◆ **Goal**:
Report every line in the entries below that contains the word "cookie", copying each one.

— Start of Information given —

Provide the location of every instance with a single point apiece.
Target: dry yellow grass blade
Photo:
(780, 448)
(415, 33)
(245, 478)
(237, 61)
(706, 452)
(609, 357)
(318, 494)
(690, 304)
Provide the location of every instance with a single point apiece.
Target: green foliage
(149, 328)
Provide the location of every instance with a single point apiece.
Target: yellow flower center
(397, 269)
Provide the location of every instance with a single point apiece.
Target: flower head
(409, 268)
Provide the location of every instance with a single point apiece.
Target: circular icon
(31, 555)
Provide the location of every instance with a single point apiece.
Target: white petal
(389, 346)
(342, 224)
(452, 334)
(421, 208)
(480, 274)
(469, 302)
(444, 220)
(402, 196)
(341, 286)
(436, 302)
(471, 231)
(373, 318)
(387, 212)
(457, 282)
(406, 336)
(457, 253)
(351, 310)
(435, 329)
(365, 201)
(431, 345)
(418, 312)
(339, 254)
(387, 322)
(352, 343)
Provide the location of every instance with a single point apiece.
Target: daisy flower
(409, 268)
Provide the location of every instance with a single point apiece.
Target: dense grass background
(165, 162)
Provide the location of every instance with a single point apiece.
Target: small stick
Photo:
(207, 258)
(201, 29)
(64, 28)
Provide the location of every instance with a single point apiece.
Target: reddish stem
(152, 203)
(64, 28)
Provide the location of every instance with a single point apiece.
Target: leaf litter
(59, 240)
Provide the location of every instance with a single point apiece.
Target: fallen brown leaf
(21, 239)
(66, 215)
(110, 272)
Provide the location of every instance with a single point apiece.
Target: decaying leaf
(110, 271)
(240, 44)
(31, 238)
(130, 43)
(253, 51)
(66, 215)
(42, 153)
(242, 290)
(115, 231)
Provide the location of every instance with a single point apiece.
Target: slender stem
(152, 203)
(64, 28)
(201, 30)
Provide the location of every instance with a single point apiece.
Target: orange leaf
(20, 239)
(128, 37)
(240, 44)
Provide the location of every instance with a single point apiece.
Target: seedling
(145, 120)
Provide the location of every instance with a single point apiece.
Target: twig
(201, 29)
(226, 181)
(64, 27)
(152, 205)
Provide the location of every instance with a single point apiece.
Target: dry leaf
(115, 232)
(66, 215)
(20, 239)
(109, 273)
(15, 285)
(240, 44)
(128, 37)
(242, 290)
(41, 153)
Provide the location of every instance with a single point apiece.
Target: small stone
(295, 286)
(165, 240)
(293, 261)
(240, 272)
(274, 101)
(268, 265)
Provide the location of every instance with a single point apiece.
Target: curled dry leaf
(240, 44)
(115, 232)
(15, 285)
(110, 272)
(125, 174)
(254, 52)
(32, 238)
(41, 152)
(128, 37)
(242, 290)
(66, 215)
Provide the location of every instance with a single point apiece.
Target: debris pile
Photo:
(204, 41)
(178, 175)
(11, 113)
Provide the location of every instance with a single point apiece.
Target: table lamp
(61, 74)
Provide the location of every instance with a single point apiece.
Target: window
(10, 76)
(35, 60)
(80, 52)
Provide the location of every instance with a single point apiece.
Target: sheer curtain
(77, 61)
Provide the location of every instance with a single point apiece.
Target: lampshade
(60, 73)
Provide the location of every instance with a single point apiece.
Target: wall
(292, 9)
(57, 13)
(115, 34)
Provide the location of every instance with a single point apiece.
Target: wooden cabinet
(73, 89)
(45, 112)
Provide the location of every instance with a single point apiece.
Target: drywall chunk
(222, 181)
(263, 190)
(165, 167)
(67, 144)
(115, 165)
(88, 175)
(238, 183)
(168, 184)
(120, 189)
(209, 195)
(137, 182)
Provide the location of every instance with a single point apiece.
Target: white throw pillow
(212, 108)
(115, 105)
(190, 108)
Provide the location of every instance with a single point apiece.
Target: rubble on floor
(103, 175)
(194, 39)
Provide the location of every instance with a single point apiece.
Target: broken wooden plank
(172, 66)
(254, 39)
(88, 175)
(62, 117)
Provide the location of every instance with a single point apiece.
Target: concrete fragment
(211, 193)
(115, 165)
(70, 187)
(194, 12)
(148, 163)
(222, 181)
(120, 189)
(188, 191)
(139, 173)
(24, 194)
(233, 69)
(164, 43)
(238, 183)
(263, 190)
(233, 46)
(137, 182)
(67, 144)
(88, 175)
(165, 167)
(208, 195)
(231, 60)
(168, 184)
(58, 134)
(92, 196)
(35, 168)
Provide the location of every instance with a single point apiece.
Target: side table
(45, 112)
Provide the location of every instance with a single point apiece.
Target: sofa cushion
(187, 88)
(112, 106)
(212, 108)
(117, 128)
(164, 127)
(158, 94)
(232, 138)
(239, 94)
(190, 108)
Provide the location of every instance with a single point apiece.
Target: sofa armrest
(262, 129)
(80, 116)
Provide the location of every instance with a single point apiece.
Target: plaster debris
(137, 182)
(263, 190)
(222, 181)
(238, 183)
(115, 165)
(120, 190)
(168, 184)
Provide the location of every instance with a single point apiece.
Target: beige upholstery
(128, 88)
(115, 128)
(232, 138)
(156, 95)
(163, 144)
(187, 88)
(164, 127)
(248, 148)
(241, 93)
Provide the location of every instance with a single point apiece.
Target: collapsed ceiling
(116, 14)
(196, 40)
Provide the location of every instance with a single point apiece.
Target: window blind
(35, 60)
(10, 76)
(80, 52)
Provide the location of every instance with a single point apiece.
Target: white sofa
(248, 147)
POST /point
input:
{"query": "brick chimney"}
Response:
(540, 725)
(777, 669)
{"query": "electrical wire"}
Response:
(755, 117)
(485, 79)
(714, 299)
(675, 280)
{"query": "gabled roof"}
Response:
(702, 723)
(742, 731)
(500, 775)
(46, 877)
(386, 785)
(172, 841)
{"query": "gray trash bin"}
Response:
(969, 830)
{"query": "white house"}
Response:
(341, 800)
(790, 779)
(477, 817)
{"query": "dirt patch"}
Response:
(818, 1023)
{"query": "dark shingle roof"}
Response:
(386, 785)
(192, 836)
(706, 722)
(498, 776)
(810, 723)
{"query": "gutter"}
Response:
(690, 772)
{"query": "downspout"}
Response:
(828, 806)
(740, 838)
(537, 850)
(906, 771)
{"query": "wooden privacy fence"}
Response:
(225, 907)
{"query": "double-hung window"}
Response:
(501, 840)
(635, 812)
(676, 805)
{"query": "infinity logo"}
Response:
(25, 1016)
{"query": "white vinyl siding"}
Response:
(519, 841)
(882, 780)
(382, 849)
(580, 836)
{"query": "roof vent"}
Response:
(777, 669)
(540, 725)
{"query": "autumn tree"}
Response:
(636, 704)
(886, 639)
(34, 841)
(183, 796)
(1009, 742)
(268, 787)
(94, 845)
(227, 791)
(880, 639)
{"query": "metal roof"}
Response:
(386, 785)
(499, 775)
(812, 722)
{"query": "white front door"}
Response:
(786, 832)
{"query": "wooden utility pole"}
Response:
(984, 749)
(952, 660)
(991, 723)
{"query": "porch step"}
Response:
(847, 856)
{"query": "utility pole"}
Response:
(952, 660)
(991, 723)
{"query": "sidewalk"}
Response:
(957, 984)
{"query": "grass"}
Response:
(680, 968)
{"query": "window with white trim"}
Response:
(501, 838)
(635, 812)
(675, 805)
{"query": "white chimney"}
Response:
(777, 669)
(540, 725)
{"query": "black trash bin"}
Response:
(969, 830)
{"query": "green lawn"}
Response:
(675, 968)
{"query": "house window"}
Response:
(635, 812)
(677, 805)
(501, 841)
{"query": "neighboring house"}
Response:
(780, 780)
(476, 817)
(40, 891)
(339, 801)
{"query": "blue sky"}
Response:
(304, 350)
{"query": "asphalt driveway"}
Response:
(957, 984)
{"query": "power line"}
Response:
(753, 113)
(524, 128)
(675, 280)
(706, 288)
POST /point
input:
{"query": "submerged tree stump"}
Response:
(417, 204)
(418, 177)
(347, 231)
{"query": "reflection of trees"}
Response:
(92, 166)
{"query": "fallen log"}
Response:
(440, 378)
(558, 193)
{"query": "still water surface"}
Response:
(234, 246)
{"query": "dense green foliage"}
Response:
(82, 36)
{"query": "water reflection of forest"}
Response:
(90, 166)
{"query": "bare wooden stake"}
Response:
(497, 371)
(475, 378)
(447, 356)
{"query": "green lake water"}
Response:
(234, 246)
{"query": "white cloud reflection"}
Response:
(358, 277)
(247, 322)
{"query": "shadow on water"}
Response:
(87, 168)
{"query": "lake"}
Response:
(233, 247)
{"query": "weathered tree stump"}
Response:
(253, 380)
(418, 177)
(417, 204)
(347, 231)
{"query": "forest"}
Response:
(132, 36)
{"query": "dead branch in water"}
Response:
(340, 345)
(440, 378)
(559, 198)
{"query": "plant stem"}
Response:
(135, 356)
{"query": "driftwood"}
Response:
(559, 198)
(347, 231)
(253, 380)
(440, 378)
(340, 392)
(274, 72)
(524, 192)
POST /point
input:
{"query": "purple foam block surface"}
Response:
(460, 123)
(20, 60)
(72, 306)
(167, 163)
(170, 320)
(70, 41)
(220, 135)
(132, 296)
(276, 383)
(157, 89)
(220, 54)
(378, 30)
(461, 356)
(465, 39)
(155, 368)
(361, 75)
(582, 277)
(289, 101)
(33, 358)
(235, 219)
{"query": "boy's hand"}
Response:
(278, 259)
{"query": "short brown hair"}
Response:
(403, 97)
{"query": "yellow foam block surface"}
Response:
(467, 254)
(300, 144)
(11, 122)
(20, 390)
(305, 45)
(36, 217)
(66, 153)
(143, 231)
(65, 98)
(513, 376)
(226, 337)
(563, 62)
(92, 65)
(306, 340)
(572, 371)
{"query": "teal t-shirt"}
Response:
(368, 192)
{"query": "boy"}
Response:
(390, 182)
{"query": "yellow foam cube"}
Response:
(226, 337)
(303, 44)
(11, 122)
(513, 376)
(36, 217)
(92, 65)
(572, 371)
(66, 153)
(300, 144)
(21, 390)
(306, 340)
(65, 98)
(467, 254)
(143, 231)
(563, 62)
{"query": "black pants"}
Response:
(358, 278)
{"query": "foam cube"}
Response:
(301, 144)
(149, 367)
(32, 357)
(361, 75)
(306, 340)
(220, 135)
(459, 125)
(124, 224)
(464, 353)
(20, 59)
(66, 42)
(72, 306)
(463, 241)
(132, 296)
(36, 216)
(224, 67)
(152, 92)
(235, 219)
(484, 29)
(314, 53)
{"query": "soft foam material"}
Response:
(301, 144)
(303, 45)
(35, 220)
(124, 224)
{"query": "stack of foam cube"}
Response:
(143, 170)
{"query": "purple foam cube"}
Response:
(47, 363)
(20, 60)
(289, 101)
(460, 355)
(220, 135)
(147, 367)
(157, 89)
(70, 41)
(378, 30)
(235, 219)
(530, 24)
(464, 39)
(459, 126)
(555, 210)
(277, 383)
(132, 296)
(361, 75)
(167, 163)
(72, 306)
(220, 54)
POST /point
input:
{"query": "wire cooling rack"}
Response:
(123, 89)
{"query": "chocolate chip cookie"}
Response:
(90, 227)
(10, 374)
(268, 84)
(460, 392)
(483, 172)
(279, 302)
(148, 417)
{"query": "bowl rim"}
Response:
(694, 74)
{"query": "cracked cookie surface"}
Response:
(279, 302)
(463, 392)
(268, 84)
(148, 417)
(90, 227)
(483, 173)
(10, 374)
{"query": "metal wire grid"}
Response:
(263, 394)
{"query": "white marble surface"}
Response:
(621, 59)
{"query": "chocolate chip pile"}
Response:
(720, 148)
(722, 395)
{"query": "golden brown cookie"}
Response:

— End of Information given —

◆ **Response to the exercise**:
{"query": "chocolate chip cookie"}
{"query": "cracked cookie surface"}
{"query": "golden brown cookie"}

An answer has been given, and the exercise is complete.